Text extract:

From: Paul Fernhout <firstname.lastname@example.org>
Eric has done a greeat job summarizing all the links people have posted
earlier, and you could review his great work.
Of all the early links, I found the no longer working (broken)
to be especially interesting, however it seems to have been recently
removed, and it looks like Samepage is now offering its own proprietary
service (looks nice!).
This really seems to be an exploding field!
Here is my own take on this:
Frankly, I think in the short term the best one can hope for when
"shopping" for a DKR is using a web application server
with support for collaboration (newsgroups, chat, portal, weblog,
document storage, etc.). That system may then evolve towards a more
There are several proprietary systems around offered as products (Notes,
BSCW, etc.) or services (Samepage, etc.) -- I'll let someone else
mention all those if they wish.
There are also several cool "open source" choices to build with.
Here are some examples I am most familiar with and have considered for
my own use.
ArsDigita Community System -- here now and works well (w/ TCL,
This has the most actual working web content generating functions.
You can also look at the founder's site:
for an example of this system in use and an online book about using the
web to build communities with database backed web servers (great read).
ArsDigita is a growing consulting company funded by itself.
Zope web application server -- here now and works well (w/Python)

Given task A: Count the lines in the entries that contain the word "wrist". Reply with the number alone.
The email and the entries are separate material.

Supplied records:

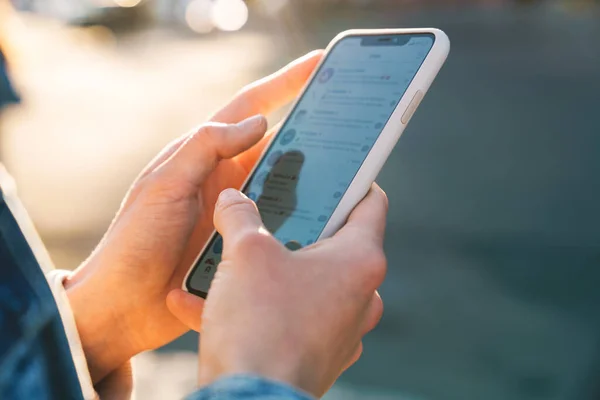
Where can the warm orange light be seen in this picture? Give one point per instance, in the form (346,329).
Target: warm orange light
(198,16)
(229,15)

--

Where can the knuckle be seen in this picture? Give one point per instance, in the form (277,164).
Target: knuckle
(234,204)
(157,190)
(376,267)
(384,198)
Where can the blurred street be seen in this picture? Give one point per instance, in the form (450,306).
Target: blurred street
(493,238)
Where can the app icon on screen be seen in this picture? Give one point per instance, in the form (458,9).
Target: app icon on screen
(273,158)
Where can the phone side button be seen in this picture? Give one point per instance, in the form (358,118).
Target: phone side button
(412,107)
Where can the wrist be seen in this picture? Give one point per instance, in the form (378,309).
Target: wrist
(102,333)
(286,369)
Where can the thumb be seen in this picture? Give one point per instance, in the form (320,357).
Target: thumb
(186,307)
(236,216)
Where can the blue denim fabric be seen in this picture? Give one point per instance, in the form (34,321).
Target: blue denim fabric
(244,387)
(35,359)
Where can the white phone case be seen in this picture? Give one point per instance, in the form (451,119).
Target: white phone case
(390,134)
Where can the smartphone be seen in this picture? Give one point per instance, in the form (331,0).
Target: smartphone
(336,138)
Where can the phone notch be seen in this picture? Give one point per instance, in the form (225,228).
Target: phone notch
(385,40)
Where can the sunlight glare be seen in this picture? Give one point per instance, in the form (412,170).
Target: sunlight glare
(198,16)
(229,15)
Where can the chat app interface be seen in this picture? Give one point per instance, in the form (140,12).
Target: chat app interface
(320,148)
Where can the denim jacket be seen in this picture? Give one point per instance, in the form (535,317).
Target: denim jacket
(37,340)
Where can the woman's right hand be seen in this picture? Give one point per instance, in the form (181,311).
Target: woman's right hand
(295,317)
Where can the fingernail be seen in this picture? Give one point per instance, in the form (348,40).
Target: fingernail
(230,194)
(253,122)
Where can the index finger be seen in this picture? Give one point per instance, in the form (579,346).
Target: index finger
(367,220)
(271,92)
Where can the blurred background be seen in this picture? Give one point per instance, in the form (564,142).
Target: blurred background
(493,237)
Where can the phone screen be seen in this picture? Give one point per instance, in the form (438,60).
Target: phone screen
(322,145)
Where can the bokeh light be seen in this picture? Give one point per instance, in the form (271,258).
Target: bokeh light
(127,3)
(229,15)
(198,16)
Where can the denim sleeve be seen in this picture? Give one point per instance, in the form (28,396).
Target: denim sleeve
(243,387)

Given task B: According to the email, what kind of company is ArsDigita?

Complete output A: 2

Complete output B: A growing consulting company funded by itself.